┌────────

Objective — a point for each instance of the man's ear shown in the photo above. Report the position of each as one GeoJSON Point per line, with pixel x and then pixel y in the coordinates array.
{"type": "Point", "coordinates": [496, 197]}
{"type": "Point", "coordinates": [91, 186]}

└────────
┌────────

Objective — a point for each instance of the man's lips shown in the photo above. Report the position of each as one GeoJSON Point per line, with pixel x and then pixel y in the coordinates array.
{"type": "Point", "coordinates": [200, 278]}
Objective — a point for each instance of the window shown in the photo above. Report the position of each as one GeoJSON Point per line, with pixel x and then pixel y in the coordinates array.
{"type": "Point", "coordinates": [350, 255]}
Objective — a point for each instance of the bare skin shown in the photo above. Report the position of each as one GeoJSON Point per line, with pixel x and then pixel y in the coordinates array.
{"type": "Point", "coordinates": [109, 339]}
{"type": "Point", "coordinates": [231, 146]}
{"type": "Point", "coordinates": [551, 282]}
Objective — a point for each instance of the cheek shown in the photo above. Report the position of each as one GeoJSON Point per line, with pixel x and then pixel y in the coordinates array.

└────────

## TASK REQUIREMENTS
Reproduce the entries from the line with "Objective — a point for each instance of the window" to the line with "Objective — a point for each instance of the cheek", swapping "Report" for "List" and leaving everything else unchanged.

## FINISHED TASK
Objective — a point for each instance of the window shown in the photo above. List the position of each as one GeoJSON Point per line, with pixel x and then pixel y in the coordinates array.
{"type": "Point", "coordinates": [350, 255]}
Objective — a point for each instance of the bare skin shown in the photo above. List the position of each as one GeoJSON Point per line, with pixel x and then pixel y in the coordinates array.
{"type": "Point", "coordinates": [109, 339]}
{"type": "Point", "coordinates": [231, 146]}
{"type": "Point", "coordinates": [551, 282]}
Objective — a point for each instance of the cheek shown in the photo above. List the position of each as one GeoJSON Point per line, with pixel x and then pixel y in the coordinates array.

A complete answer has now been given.